**Document section**
Source code in src/law_graph/delta/builder.py
def build_canonical_records(
    *,
    snapshots: list[ActSnapshot],
    update_evidence: Iterable[NormalizedUpdateEvidence],
) -> tuple[BaseActRecord, list[MetadataDeltaRecord]]:
    """Build canonical record rows and metadata deltas from snapshots."""

    if not snapshots:
        raise ValueError("snapshots must be non-empty")

    latest = _choose_latest_snapshot(snapshots)
    urn_nir = latest.act.urn_nir
    base = BaseActRecord(
        urn_nir=urn_nir,
        input_versions=sorted({snapshot.version_tag for snapshot in snapshots}, key=_version_tag_sort_key),
    )
    update_index = build_update_evidence_index(update_evidence)

    node_intervals: dict[tuple[NodeType, str], set[tuple[date | None, date | None]]] = defaultdict(set)
    observed_contents: dict[tuple[NodeType, str], list[tuple[ActSnapshot, BlobModel]]] = defaultdict(list)

    for snapshot in snapshots:
        act_expressions = list(snapshot.act.act_expressions)
        if not act_expressions:
            continue
        act_expr = act_expressions[0]

        for article in list(act_expr.articles):
            node_id = article.article_urn_nir
            key = (NodeType.ARTICLE, node_id)
            for version in list(article.article_versions):
                node_intervals[key].add(
                    (_as_date(version.article_version_start_date), _as_date(version.article_version_end_date))
                )
            observed_contents[key].append((snapshot, _article_payload(article)))
            observed_contents[(NodeType.ARTICLE_REFERENCES, node_id)].append(
                (snapshot, _article_references_payload(article))
            )
            observed_contents[(NodeType.ARTICLE_NOTES, node_id)].append((snapshot, _article_notes_payload(article)))

        structure_payload = ActStructureBlob(
            titles=[_title_structure_payload(title) for title in list(act_expr.titles)],
            chapters=[_chapter_structure_payload(chapter) for chapter in list(act_expr.chapters)],
        )
        observed_contents[(NodeType.ACT_STRUCTURE, urn_nir)].append((snapshot, structure_payload))

        observed_contents[(NodeType.PREFACES, urn_nir)].append(
            (
                snapshot,
                PrefaceGroupBlob(prefaces=[PrefaceBlob.from_snapshot(preface) for preface in list(act_expr.prefaces)]),
            )
        )

**Record extracts**
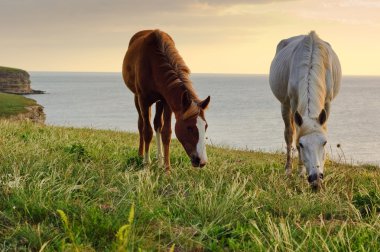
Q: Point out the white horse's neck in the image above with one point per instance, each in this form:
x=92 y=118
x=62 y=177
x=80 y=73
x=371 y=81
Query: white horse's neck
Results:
x=311 y=76
x=309 y=126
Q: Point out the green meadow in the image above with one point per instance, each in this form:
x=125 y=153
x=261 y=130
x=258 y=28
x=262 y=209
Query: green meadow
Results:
x=70 y=189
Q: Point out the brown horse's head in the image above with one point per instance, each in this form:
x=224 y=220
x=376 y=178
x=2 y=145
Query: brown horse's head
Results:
x=190 y=129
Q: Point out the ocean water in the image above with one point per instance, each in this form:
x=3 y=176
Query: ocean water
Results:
x=243 y=112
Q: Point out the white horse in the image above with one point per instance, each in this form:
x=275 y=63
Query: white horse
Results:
x=305 y=77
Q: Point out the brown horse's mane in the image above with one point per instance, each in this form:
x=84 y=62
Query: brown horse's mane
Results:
x=176 y=71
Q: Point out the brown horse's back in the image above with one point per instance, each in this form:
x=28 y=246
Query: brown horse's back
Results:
x=132 y=58
x=140 y=59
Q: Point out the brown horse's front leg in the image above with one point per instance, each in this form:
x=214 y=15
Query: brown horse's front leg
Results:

**Work to do**
(a) Return the part of the builder.py source code starting with "node_intervals: dict[tuple[NodeType, str], set[tuple[date" and going on through "act_expressions = list(snapshot.act.act_expressions)", copied word for word.
(b) Continue the builder.py source code from its last line.
None of the lines are needed for what follows.

**Task answers**
(a)
node_intervals: dict[tuple[NodeType, str], set[tuple[date | None, date | None]]] = defaultdict(set)
    observed_contents: dict[tuple[NodeType, str], list[tuple[ActSnapshot, BlobModel]]] = defaultdict(list)

    for snapshot in snapshots:
        act_expressions = list(snapshot.act.act_expressions)

(b)
        observed_contents[(NodeType.REFERENCES, urn_nir)].append(
            (
                snapshot,
                ReferenceGroupBlob(
                    references=[ReferenceBlob.from_snapshot(reference) for reference in list(act_expr.references)]
                ),
            )
        )

        observed_contents[(NodeType.PREAMBLE, urn_nir)].append(
            (
                snapshot,
                PreambleBlob(
                    preamble_formula_text=act_expr.preamble_formula_text,
                    preamble_paragraph_text=act_expr.preamble_paragraph_text,
                ),
            )
        )
        observed_contents[(NodeType.CONCLUSIONS, urn_nir)].append(
            (
                snapshot,
                ConclusionsBlob(
                    conclusions_formula_text=act_expr.conclusions_formula_text,
                    conclusions_paragraph_text=act_expr.conclusions_paragraph_text,
                ),
            )
        )
        observed_contents[(NodeType.EXPRESSION_URIS, urn_nir)].append(
            (
                snapshot,
                ExpressionUrisBlob(
                    frbr_expression_akn_uri=act_expr.frbr_expression_akn_uri,
                    frbr_manifestation_akn_uri=act_expr.frbr_manifestation_akn_uri,
                    language_iso3=act_expr.language_iso3,
                    expression_date=_as_date(act_expr.expression_date),
                ),
            )
        )

        for attachment in list(snapshot.act.attachments):
            node_id = attachment.attachment_akn_uri
            key = (NodeType.ATTACHMENT, node_id)
            for version in list(attachment.attachment_versions):
                node_intervals[key].add(
                    (_as_date(version.attachment_version_start_date), _as_date(version.attachment_version_end_date))
                )
            observed_contents[key].append((snapshot, _attachment_payload(attachment)))

    snapshot_dates = sorted(
        {snapshot.expression_date for snapshot in snapshots if snapshot.expression_date is not None}
    )
    if snapshot_dates:
        group_intervals = [
            (
                snapshot_dates[index],
                snapshot_dates[index + 1] if index + 1 < len(snapshot_dates) else None,
            )
            for index in range(len(snapshot_dates))
        ]
        for group_type in (
            NodeType.ACT_STRUCTURE,
            NodeType.PREFACES,
            NodeType.REFERENCES,
            NodeType.PREAMBLE,
            NodeType.CONCLUSIONS,
            NodeType.EXPRESSION_URIS,
        ):
            node_intervals[(group_type, urn_nir)].update(group_intervals)
    else:
        for group_type in (
            NodeType.ACT_STRUCTURE,
            NodeType.PREFACES,
            NodeType.REFERENCES,
            NodeType.PREAMBLE,
            NodeType.CONCLUSIONS,
            NodeType.EXPRESSION_URIS,
        ):
            node_intervals[(group_type, urn_nir)].add((None, None))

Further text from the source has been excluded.